> WHAT YOU ARE ASKED TO DO: Pull out every line in the entries below that contains the word "white", and copy each one unchanged. Matching is case-sensitive.

> EXTRACTED DATA:
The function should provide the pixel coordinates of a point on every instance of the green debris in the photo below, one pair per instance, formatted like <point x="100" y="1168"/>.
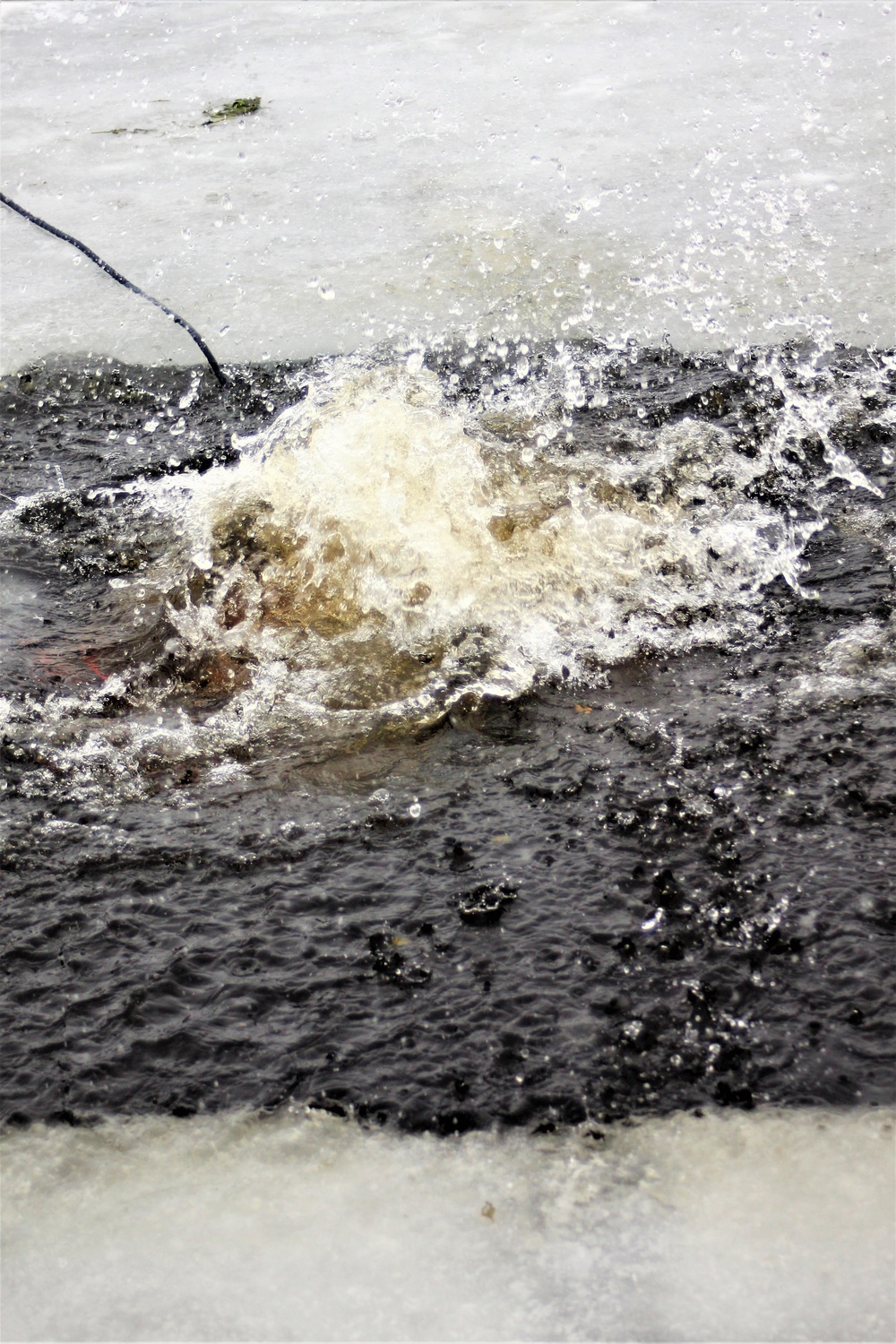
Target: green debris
...
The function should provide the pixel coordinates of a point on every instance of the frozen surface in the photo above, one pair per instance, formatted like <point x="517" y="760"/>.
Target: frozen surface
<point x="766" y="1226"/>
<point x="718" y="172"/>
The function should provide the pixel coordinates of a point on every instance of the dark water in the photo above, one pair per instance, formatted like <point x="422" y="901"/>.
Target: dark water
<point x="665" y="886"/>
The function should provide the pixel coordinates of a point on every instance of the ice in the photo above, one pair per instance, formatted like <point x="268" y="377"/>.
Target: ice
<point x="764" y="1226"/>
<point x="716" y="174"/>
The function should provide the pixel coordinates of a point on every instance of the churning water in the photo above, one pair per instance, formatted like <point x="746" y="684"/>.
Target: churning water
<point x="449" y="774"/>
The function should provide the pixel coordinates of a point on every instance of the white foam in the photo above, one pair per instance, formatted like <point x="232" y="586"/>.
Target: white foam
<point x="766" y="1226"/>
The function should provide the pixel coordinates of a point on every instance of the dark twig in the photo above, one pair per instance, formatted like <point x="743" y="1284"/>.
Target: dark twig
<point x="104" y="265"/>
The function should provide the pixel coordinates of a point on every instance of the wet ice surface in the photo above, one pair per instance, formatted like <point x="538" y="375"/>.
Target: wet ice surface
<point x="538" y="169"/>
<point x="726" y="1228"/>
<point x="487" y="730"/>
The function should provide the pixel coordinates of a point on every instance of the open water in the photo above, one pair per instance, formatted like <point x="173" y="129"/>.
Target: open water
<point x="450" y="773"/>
==
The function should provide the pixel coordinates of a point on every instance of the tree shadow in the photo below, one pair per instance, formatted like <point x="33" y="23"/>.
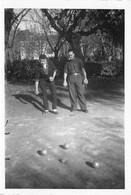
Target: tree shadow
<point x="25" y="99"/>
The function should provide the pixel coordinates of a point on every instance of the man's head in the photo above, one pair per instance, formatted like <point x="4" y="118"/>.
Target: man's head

> EXERCISE RESPONSE:
The function should provide the pixel coordinates of a point on every instance of the white foam in the photo above, one pair per instance, formatted like <point x="232" y="586"/>.
Target: white foam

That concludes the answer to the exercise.